The input |
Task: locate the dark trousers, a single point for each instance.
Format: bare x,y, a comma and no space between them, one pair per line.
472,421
==
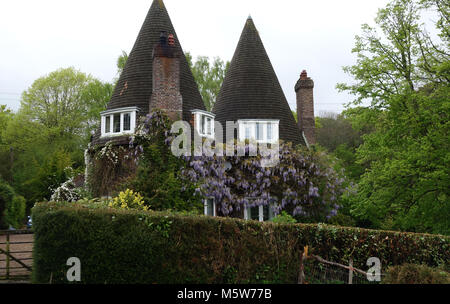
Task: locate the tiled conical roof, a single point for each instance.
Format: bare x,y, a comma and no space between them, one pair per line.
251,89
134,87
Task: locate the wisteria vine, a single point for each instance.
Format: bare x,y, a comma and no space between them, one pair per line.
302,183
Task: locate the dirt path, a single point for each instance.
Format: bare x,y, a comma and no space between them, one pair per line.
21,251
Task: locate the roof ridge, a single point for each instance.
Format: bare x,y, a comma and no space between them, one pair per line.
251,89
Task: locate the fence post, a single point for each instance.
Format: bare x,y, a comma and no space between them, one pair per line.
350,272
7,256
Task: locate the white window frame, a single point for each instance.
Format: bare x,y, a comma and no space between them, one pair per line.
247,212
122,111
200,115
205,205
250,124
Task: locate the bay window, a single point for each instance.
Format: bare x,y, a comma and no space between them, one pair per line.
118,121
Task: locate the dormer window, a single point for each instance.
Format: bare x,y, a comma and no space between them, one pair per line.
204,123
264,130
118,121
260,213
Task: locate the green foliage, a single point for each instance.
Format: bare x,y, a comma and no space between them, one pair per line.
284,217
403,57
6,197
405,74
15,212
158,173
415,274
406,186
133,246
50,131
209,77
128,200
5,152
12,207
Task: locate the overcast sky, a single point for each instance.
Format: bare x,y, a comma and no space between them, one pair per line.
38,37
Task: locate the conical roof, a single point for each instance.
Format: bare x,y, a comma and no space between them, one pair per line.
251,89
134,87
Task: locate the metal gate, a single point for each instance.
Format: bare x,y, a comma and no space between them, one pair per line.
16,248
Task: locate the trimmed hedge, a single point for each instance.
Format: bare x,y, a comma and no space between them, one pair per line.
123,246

Problem statement | Throughout the material above, count each line holding "conical" and answer with the total alone.

Exercise answer | 2